:: PASSAGE SHOWN

Kindness in Marriage

I love being married to Kenny.  When people say, "Opposites attract", I think we are the best definition of that cliche.  When we met, I was the honor roll, top 10, academia all-star in my high school.  College-prep classes, a part time job, semi-athlete, I wanted to do it all and do it well.  Girl meets boy.  Kenny left Verona High School because he didn't want to go there anymore, skipped school on occasion, had his fair share of in-school-suspensions and detentions, never brought so much as a pencil to class, and ended up taking an extra year to complete his high school courses at home.  God leaned in and whispered in my ear that I was supposed to marry this boy. God has transformed both of us into one unit that has many complimenting parts.  He has knocked my perfectionism off course and has taught me many lessons in humility.  He has brought Kenny to a place of integrity and leadership.  God has many more lessons to teach us, but I believe He has given us much wisdom for a great marriage.  The first thing I thought to share was on kindness.

How do behave if you were to knock into a stranger in a store and make them spill a drink on themself?  You would abound with apologies and ensure the entire situation was resolved before moving on.  I find that we often treat strangers with more hospitality and kindness than our own husbands.  We talk about them to friends, scold them when they want something expensive, make demands, and get mad when unsaid expectations are not fulfilled.  I get the feeling that many a wife would scold her husband for being in the way if, indeed, she she bumped into him and made him knock over a plate of spaghetti.  Are you kinder to strangers than to your spouse?  If so, something should change.

A thought I had many years ago was, "Why would I speak the worst to someone I claim to love the most?"  I was guilty of bringing up past mistakes and basically reserving any outbursts of the day for my husband.  He was the person I was least patient with instead of most.  Kenny's words have almost never been an issue, but he has had to work on his sarcasm- I joke that it's his love language.  If Kenny is teasing you, you know he likes you.  We still love to tease each other and make each other laugh, but there is a different kind of sarcasm that has no place in marriage.  Are you sarcastic in way that puts your spouse down and strips him of any respect?  If so, something should change.

So instead of saving your worst for your husband, save your best.  Give him kindness and respect.  I want our home to be a place Kenny loves coming home to, not a place he dreads because of my sharp tongue.  When kinds words are always spoken to each other, it makes a fight fair- you know you both will be heard.  It makes your home a place of joy, laughter, and inside jokes between just the two of you.  It sets an example of treating others the way you want to be treated for your children.  It makes it easy to forgive when you, inevitably, say something harsh and undeserved.  I'm thinking of James 3:8 "but no one can tame the tongue. It is restless and evil, full of deadly poison."

 "Be kind and compassionate to one another, forgiving each other, just as in Christ God forgave you." Ephesians 4:32  When wives are one-upping each other about the inadequacies of their husbands, don't engage.  Think of some way you can show kindness to your husband tonight.  Last night I took June downstairs and let Kenny have some quiet time of browsing pedal board arrangements on the internet after a loooong day at work.  He loved it, I'm sure. Tonight it will be all of my effort to make a meal instead of demanding take-out.  But I know it will bless Kenny- and June.

How do you try to show kindness to your spouse?

::::
:: DATA EXTRACT

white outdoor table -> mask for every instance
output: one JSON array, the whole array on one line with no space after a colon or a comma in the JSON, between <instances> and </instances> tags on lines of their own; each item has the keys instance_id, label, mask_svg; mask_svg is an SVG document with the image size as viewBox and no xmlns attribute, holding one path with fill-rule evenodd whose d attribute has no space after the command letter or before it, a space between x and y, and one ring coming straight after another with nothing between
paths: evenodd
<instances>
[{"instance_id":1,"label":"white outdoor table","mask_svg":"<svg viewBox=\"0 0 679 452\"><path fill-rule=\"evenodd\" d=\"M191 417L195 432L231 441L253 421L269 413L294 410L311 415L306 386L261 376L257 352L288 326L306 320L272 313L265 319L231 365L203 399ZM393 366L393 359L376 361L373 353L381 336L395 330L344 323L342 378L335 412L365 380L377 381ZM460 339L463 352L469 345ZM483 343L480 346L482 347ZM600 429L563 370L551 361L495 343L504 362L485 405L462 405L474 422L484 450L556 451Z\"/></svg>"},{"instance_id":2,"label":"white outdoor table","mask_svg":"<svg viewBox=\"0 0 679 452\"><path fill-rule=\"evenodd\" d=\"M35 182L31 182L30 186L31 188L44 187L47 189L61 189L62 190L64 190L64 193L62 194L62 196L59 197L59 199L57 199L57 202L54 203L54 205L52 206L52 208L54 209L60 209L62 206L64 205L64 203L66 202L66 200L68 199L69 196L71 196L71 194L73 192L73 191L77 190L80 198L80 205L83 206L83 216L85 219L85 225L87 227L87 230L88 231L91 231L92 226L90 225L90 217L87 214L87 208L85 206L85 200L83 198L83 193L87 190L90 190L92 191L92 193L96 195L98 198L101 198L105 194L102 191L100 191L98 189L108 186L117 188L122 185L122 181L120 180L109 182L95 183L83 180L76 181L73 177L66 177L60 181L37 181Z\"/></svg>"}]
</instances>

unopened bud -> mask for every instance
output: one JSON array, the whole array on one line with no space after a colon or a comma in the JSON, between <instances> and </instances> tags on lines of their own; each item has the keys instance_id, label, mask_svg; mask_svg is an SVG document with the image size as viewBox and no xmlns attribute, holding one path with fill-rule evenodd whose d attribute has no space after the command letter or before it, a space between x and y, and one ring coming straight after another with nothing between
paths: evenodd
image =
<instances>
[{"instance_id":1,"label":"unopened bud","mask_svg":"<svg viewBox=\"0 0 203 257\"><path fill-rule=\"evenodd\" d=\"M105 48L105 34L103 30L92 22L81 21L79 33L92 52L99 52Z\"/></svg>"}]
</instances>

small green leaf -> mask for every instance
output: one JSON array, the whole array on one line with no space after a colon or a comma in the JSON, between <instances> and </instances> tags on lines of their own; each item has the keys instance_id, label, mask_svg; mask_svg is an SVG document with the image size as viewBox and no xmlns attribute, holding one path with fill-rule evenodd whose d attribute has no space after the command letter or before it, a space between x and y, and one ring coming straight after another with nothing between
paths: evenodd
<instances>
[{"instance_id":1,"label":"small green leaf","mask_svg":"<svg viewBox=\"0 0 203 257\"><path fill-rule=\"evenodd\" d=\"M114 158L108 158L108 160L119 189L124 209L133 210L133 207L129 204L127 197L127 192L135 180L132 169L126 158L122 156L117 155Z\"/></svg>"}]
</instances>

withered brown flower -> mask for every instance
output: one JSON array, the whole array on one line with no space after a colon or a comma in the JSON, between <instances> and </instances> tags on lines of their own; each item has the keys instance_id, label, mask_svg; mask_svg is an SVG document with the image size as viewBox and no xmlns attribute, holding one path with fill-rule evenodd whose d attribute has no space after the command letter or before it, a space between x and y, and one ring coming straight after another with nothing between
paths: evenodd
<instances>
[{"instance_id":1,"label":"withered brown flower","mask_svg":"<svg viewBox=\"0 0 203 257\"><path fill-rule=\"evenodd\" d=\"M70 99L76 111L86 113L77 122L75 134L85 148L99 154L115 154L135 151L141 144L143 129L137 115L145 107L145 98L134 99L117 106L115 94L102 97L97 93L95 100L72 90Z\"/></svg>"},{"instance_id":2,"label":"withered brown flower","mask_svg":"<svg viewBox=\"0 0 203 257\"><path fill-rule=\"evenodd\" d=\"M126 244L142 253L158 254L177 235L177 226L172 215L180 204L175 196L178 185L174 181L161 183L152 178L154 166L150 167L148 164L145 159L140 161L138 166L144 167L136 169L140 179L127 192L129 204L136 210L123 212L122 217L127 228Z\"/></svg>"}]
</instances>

::::

### WORK INSTRUCTION 1
Repeat word for word the stretch of the post on kindness in marriage from "How do behave" up to and including "spouse?  If so, something should change.".
### WORK INSTRUCTION 2
According to the post on kindness in marriage, which high school did Kenny leave?
The rows have nothing to do with the post on kindness in marriage.

### RESPONSE BOX 1
How do behave if you were to knock into a stranger in a store and make them spill a drink on themself?  You would abound with apologies and ensure the entire situation was resolved before moving on.  I find that we often treat strangers with more hospitality and kindness than our own husbands.  We talk about them to friends, scold them when they want something expensive, make demands, and get mad when unsaid expectations are not fulfilled.  I get the feeling that many a wife would scold her husband for being in the way if, indeed, she she bumped into him and made him knock over a plate of spaghetti.  Are you kinder to strangers than to your spouse?  If so, something should change.

### RESPONSE BOX 2
Verona High School